Set problem: Your output must consist solely of the lines from the one containing "truck in the photo above." through the end of the records, reproduced exactly.

---------- Data to process

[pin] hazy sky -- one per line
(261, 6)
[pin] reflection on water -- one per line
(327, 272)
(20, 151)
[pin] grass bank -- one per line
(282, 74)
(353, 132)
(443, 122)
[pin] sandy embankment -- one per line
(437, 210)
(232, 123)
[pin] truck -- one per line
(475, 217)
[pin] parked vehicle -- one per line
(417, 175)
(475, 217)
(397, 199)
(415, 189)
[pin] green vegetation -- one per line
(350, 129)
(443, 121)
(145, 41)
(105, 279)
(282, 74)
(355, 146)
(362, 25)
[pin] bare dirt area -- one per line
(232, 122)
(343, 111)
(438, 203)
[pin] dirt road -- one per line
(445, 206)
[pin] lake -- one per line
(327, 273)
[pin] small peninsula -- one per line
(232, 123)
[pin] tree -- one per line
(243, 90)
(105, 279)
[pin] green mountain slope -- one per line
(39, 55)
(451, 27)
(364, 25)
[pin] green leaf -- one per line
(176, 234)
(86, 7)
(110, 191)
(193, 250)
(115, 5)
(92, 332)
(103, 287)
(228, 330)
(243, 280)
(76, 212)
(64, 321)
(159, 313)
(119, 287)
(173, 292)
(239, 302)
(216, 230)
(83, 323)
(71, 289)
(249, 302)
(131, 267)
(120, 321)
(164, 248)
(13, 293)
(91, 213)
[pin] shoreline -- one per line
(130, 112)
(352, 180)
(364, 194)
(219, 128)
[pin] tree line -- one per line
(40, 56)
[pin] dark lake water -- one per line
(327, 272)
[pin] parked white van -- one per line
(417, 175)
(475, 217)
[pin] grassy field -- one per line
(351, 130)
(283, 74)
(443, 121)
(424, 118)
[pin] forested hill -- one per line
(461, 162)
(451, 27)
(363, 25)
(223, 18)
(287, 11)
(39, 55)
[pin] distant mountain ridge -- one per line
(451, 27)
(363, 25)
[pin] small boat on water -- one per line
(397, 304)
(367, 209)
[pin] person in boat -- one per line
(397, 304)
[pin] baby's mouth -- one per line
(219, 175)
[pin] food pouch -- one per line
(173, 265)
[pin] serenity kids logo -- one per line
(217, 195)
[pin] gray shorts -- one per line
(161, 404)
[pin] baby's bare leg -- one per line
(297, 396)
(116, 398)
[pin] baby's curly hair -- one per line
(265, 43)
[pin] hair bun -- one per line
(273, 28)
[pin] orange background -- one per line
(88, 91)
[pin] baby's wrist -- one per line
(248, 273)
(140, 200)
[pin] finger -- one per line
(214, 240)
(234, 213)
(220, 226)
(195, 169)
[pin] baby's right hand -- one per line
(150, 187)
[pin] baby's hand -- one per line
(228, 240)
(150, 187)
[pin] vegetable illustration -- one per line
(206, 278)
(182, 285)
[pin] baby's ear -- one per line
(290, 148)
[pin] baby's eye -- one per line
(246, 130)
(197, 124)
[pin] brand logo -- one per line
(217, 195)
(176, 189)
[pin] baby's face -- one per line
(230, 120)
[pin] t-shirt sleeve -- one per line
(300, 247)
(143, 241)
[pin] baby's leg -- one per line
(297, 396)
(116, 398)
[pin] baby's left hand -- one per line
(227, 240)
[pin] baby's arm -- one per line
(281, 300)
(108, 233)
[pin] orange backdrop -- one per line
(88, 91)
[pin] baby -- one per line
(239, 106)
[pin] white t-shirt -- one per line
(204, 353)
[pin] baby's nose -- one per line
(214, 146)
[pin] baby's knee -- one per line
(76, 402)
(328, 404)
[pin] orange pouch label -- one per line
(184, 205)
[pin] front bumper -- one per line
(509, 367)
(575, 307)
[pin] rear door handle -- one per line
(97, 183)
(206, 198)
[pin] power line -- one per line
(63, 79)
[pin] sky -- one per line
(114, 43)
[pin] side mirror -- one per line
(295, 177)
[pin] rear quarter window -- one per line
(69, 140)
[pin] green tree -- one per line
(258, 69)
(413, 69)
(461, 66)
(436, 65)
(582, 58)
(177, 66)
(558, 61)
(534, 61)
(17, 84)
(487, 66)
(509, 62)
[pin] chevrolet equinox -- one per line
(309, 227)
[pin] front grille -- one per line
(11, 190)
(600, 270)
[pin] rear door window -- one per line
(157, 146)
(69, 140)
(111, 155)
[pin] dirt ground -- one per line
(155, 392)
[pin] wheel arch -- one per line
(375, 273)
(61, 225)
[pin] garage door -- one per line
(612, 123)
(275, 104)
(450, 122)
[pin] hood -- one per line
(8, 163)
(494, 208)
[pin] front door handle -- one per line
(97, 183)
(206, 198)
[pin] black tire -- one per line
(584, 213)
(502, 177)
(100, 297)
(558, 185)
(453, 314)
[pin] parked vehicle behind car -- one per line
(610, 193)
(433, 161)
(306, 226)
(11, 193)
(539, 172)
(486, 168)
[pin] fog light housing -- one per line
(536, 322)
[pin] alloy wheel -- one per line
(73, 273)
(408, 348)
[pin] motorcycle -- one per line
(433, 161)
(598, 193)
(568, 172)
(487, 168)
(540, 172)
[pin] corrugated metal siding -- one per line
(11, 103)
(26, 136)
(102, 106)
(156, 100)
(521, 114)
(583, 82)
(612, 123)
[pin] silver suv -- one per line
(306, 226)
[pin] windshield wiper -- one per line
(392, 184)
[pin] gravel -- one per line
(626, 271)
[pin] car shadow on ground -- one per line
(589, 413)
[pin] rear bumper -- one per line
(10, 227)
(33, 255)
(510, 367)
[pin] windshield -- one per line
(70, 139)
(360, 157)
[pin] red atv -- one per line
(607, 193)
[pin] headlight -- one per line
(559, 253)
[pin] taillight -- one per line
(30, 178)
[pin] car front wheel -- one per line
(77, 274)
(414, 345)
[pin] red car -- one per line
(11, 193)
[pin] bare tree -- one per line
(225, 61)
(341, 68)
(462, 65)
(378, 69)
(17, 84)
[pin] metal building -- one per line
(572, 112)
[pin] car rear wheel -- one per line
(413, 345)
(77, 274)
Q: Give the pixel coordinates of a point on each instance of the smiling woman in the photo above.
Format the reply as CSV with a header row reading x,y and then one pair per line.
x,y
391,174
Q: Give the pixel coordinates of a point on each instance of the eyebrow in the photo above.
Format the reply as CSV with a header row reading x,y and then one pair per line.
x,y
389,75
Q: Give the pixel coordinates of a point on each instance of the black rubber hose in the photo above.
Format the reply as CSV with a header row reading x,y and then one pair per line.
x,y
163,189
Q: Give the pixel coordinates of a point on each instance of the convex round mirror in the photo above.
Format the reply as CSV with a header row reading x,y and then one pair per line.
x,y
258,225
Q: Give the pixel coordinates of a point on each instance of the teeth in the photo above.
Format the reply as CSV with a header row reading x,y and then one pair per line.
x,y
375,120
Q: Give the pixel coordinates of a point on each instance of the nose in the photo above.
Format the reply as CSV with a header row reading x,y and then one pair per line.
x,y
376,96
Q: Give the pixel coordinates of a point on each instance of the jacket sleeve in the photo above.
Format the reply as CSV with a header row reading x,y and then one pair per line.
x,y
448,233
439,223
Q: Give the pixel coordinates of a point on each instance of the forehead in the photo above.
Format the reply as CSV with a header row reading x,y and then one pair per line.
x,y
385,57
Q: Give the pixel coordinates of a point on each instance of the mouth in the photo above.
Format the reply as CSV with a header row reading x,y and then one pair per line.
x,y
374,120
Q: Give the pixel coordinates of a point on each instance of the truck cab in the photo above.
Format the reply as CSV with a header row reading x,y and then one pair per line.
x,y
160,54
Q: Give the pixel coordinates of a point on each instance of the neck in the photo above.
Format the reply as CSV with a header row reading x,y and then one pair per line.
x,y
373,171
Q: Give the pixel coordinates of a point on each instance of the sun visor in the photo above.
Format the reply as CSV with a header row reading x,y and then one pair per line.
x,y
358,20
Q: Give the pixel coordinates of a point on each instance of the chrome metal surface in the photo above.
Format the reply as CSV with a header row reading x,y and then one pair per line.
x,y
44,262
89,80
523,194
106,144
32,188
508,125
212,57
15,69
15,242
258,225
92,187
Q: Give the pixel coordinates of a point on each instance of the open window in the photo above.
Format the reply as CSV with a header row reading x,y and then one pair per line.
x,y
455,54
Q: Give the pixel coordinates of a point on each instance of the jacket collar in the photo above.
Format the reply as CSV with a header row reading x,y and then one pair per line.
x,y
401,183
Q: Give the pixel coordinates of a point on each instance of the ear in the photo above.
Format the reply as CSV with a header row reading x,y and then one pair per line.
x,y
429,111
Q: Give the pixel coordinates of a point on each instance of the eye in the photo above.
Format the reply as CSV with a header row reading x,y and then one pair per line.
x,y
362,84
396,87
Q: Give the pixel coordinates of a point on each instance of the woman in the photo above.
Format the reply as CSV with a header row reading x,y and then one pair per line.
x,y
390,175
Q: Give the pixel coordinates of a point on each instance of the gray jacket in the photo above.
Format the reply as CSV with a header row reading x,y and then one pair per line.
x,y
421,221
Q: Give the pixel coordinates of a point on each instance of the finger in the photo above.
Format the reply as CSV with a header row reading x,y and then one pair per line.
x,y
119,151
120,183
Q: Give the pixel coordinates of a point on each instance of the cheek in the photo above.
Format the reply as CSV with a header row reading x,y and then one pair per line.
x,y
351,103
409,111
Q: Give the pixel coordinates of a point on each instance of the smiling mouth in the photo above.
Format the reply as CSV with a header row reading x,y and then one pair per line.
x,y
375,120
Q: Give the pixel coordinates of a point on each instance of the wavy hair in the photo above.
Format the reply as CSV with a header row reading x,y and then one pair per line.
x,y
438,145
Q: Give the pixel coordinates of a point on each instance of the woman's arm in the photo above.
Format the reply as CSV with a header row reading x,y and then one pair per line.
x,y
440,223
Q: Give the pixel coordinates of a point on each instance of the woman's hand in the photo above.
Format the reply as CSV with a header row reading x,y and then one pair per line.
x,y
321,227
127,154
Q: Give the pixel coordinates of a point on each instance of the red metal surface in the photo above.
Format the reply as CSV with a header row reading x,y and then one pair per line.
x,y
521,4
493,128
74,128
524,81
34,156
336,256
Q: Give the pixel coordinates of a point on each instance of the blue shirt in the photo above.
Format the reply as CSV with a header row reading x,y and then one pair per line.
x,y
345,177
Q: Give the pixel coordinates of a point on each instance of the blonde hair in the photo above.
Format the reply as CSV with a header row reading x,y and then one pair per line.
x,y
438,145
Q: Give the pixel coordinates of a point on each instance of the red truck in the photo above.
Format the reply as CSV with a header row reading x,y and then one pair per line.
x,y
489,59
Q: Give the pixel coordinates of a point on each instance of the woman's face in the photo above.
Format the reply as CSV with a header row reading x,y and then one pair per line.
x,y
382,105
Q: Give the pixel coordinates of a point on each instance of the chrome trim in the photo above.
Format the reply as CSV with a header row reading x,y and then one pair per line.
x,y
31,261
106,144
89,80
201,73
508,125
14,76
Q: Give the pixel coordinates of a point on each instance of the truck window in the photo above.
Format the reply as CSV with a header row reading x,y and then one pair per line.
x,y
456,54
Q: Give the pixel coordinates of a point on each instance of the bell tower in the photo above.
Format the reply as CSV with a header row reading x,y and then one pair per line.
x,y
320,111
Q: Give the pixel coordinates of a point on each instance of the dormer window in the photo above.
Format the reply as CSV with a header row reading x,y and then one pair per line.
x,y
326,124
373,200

--------------------

Exercise result:
Q: Give the pixel coordinates of a point on each instance of the red truck in the photo above.
Format the reply as CSV with a header row reading x,y and then one pair per line.
x,y
489,59
Q: Give the pixel coordinates of a point on each instance of the woman's face in the photo above.
Format the reply as CSV with a header row reading x,y and then one pair per line.
x,y
382,105
Q: Give the pixel coordinates of a point on each instance of the chrome trim in the photo above.
Format the reply as CSV with a header row reading x,y and then one pair per line.
x,y
31,261
106,144
89,80
201,73
508,125
14,76
Q: Give the pixel coordinates of a point on each instance of the truck window in the photo above.
Format the reply as CSV with a header row reading x,y and then one pair per line.
x,y
456,54
Q: Give the pixel coordinates of a point on each instance of the bell tower in the photo above.
Format the reply as CSV with a header row reading x,y and then one pair per line.
x,y
320,111
Q: Give the pixel coordinates of a point on each instance of the dormer window in the photo above.
Format the reply as CSV with a header row reading x,y and then one pair per line.
x,y
326,124
373,200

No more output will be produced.